Selected passage:
* * *
DUBLIN CITY Council is to undertake a multimillion euro project to finally complete Smithfield Plaza, 10 years after it was originally constructed.

However, it said there are no funds for the planned relocation of Smithfield horse fair.
The large open plaza was built in 1999 at a cost of £3.5 million as the centre piece of the regeneration of the run-down northwest inner city area. However, the southern end of the plaza, through which the Luas line now runs, was never finished and remains a jumble of concrete, tarmac and cobblestones. The plaza has been vastly under-utilised, and is probably best known for its annual ice-skating rink and the monthly horse market, which has been condemned by the Dublin Society for the Prevention of Cruelty to Animals (DSPCA).

The council is seeking about €2 million in EU funding, which will be matched by council funds, for the project which it hopes to complete by December 2010. It will be completed at a later date if EU funding is not forthcoming.

In addition to finishing the plaza it intends to provide water, drainage and power facilities on the existing space to support events and markets. It also plans to plant trees and other greenery and to provide children’s amenities on the space.
* * *
Records supplied:
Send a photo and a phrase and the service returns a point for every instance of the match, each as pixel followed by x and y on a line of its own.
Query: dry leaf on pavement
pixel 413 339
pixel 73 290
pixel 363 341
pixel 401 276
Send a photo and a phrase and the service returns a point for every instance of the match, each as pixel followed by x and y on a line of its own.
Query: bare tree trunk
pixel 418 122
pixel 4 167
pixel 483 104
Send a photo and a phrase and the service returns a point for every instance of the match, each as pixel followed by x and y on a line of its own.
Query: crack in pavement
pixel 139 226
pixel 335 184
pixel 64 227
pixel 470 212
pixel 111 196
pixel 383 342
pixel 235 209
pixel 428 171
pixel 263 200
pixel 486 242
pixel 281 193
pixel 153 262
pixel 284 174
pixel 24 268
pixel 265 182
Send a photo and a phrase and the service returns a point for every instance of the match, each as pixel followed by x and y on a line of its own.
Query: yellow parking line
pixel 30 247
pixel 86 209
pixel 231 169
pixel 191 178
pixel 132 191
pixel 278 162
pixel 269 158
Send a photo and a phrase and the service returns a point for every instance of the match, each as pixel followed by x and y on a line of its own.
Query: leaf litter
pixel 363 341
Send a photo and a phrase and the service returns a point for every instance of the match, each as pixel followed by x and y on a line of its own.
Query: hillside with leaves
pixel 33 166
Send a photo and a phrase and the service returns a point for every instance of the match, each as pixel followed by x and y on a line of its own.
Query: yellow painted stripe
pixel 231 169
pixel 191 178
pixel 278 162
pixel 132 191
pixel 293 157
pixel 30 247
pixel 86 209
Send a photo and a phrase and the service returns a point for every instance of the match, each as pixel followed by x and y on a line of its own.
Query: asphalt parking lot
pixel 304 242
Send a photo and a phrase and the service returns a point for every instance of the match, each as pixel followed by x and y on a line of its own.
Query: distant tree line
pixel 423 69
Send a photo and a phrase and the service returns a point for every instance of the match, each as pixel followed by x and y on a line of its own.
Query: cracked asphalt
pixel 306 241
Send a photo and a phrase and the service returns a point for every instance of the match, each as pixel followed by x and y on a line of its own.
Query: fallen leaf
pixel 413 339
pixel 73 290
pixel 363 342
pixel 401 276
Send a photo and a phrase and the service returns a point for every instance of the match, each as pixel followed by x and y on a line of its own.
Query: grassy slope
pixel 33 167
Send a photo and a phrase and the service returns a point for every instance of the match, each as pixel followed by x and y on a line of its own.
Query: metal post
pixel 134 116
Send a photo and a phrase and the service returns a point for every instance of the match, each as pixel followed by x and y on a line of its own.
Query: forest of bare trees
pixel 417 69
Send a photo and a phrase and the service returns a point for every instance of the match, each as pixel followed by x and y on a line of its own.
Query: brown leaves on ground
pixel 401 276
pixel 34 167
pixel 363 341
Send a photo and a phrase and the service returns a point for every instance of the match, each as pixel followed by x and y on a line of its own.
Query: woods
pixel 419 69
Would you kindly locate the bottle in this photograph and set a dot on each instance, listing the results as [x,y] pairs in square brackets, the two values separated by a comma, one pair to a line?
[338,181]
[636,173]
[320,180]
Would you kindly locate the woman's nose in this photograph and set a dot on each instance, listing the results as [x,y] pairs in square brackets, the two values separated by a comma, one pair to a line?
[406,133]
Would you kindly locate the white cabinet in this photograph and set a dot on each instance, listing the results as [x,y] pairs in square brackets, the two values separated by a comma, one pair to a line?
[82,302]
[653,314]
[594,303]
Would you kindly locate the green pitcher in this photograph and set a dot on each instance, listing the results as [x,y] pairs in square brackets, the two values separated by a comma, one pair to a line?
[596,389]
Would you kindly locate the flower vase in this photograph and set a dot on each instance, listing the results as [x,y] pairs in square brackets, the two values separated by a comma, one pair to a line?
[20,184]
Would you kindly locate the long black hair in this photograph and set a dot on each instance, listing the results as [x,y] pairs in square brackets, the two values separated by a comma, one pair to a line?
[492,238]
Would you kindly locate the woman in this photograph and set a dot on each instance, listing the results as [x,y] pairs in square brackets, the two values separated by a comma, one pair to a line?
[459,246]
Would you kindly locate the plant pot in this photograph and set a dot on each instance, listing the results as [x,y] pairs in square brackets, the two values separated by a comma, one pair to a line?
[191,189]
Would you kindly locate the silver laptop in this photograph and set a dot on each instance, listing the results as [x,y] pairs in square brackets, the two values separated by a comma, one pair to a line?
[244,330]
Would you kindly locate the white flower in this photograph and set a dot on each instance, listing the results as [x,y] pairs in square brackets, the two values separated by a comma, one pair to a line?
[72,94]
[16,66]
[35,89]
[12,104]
* * *
Required actions:
[1] Answer these questions using the Smithfield Plaza article:
(a) In what year was the plaza built, and at what cost?
(b) About how much EU funding is the council seeking for the project?
(c) Which facilities does the council intend to provide on the existing space to support events and markets?
[2] Carry on the Smithfield Plaza article from its final sentence.
The lines play no part in what comes next.

Answers:
[1]
(a) It was built in 1999 at a cost of £3.5 million.
(b) About €2 million.
(c) Water, drainage and power facilities.

[2]
The Smithfield horse market drew attention last Sunday after an injured horse was sold to an 11-year-old boy for €8. The DSPCA has said the sale of neglected and sick animals at the market is endemic and the organisation has campaigned for the closure of the market for several years.

The council has also long sought the removal of the fair, but has been blocked by an ancient market right of horse traders to hold their sales on the land. The council did temporarily ban the fair in 2002 after a horse bolted and ran on to the quays, where it crashed into a car occupied by a woman and a child. However, the traders returned to the plaza, citing their market right.

The council has received legal advice that it could only close the fair, and extinguish the market right, if it provided a suitable alternative site. It had identified a site in the Ballymun/Finglas area, which it had begun assessing early last year. It now emerges that the council has to abandon plans for this site because of a lack of funds.

“We would have required capital funding to acquire the site, to construct the facilities, and to build things like running areas and car parking, and we would have needed funding to run the site, and in the current climate it couldn’t be done,” Charlie Lowe, manager of the central area of the city, said.

The council was still determined to remove the fair from Smithfield and was now seeking an “alternative legal remedy” for extinguishing the market right.

“The whole thing is a complete mess, but it was the local authority that allowed the market right all those years ago and it behoves the local authority to come up with a remedy… It’s on our desk and we have to deal with it.”

In the meantime, the council intends to press ahead with the completion of the plaza between Haymarket and Aran Street West and the improvement of the current facilities of the plaza.

Two words…… AT LAST!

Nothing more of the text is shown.